▶ **Work required**
Word for word, set down every record that appears below.

::: Material for this exercise :::

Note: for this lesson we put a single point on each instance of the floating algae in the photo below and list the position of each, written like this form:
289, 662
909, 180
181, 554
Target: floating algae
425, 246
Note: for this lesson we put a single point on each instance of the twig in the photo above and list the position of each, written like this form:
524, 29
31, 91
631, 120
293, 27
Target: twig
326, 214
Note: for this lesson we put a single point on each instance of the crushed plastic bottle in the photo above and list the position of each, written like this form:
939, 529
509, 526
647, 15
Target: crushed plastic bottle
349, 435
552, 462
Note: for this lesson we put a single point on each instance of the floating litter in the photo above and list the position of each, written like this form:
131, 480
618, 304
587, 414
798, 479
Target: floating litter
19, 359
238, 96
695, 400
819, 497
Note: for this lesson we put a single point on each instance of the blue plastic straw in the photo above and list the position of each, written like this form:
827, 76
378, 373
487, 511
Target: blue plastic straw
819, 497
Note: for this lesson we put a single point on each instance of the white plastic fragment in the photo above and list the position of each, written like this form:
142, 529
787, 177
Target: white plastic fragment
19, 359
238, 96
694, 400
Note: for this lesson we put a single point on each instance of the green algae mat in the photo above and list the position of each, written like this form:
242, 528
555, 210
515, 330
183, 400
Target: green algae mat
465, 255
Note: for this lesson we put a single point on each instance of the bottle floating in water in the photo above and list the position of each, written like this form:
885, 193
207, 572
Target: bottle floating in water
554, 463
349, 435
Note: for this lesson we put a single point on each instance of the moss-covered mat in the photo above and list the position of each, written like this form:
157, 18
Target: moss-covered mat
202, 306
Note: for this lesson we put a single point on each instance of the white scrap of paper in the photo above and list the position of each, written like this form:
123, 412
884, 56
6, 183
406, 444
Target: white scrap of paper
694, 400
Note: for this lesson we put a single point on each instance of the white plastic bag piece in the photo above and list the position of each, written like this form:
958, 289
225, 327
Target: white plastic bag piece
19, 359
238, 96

:::

▶ **Exercise solution**
Note: for this lesson we put a single point on each instance of the floating algae in the photo below and list the position of each, written like this form:
289, 662
909, 180
181, 554
Target: floating algae
425, 246
Note: for this lesson we put a single point on each instance of the twig in the photo above and list the position of each, written like this form:
524, 29
31, 91
631, 120
293, 27
Target: twig
326, 214
Note: for this lesson we put a single point on each instance of the crushed plastic bottle in the photo above and list the position of each, written like this form:
939, 529
509, 526
647, 15
Target: crushed plastic bottle
349, 435
552, 462
Note: for this lesson we put a single point on each instance of the floating litter in the photo above and list the position of each, written like this form:
131, 480
618, 304
587, 414
798, 479
Target: floating litter
19, 359
238, 96
695, 400
819, 497
Note: for this lesson we put a single point on each instance of the blue plastic straw in the photo above and list the position of each, written like this form:
827, 76
378, 373
487, 511
Target: blue plastic straw
819, 497
Note: for this lesson we put a single point on each instance of the white plastic fragment in the photo above and list the position of each, written like this form:
142, 529
787, 177
Target: white plastic fragment
19, 359
238, 96
694, 400
Note: for this lesson we put a single point on each instance of the green algae mat in the photo above and list the position of each, written like this form:
242, 528
555, 210
515, 330
183, 400
Target: green algae mat
465, 255
Note: for this lesson we put a single point on each instance of the bottle floating in water in the photo above and list the position of each, written like this form:
885, 193
207, 572
Target: bottle floating in water
554, 463
349, 435
Note: for this lesson we put a single point on each instance of the moss-covered mat in the photo above and list the position of each, written like this form:
157, 18
Target: moss-covered mat
202, 306
Note: for this lesson we put a single point on each instance of the white scrap of paper in the photo above and list the position of each, written like this form:
123, 412
884, 56
6, 183
406, 444
Target: white scrap of paper
694, 400
Note: for this lesson we put a single point on each instance of the white plastic bag piece in the photo above and list the position of each, written like this form:
958, 289
225, 327
Target: white plastic bag piece
19, 359
238, 96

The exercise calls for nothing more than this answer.